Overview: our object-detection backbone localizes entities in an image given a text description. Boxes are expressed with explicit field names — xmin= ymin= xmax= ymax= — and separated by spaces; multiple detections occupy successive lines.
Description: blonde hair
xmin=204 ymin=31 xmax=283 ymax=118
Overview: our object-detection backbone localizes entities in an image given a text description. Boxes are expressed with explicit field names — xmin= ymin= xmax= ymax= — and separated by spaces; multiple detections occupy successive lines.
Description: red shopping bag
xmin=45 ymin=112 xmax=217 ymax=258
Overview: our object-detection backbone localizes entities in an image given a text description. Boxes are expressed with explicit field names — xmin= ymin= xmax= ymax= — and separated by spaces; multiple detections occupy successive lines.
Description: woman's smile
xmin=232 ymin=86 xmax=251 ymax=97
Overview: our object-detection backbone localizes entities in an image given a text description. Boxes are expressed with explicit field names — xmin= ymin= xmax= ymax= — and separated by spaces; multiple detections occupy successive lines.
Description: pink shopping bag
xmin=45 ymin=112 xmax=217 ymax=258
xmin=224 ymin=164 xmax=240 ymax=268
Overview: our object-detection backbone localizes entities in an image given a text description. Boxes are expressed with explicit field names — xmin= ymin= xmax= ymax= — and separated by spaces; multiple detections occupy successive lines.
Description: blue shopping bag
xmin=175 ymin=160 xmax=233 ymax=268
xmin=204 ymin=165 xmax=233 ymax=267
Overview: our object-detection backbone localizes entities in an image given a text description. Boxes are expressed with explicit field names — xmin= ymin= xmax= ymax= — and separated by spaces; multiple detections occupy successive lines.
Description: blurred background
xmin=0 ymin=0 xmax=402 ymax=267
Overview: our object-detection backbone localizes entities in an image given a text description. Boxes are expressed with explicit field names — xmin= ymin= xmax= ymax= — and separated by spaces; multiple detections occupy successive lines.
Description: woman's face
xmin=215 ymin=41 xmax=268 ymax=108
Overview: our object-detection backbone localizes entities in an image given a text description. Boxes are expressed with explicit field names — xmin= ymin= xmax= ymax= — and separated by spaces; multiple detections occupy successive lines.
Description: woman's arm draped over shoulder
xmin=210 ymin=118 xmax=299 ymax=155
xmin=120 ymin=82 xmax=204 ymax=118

● ● ● ●

## Exercise brief
Copy out all of the lines above word for word, changing nothing.

## Task result
Overview: our object-detection backbone localizes entities in an image given a text description. Boxes are expressed with explicit field names — xmin= ymin= xmax= ymax= — and separated by spaces; multiple detections occupy successive lines.
Description: blonde hair
xmin=204 ymin=31 xmax=283 ymax=118
Overview: our object-detection backbone localizes entities in an image given a text description. Boxes are expressed with explicit field names — xmin= ymin= xmax= ymax= — and separated by spaces; multiple detections occupy successive lines.
Description: red shopping bag
xmin=45 ymin=112 xmax=217 ymax=258
Overview: our object-detection backbone localizes entities in an image given a text description. Boxes are expressed with explicit field names — xmin= ymin= xmax= ymax= — and separated by spaces; multiple detections occupy successive lines.
Description: woman's smile
xmin=232 ymin=86 xmax=251 ymax=97
Overview: our object-detection backbone localizes entities in an image given a text description. Boxes are expressed with explicit field names — xmin= ymin= xmax= ymax= — and separated by spaces; multiple detections occupy successive lines.
Description: pink shopping bag
xmin=45 ymin=112 xmax=217 ymax=258
xmin=224 ymin=164 xmax=240 ymax=268
Overview: our object-detection backbone localizes entities in an image given a text description. Boxes are expressed with explicit field names — xmin= ymin= xmax= ymax= — and separated by spaces; multiple detections occupy successive lines.
Description: blue shopping bag
xmin=175 ymin=160 xmax=233 ymax=268
xmin=204 ymin=165 xmax=233 ymax=267
Overview: our object-detection backbone localizes entities in an image given a text description. Boxes are expressed with explicit field names — xmin= ymin= xmax= ymax= — and separated by spaces; multiple detections occupy successive lines.
Description: blurred background
xmin=0 ymin=0 xmax=402 ymax=267
Overview: our object-detection backbone localizes entities in an image given a text description. Boxes are expressed with explicit field names — xmin= ymin= xmax= ymax= — and separated by spaces; multiple detections occupy successive lines.
Description: woman's face
xmin=215 ymin=41 xmax=268 ymax=108
Overview: our object-detection backbone localizes entities in an image given a text description. Boxes are expressed with explicit field names — xmin= ymin= xmax= ymax= — and separated by spaces; multiple detections occupy successive lines.
Description: woman's arm draped over shoulder
xmin=210 ymin=118 xmax=299 ymax=155
xmin=120 ymin=82 xmax=204 ymax=118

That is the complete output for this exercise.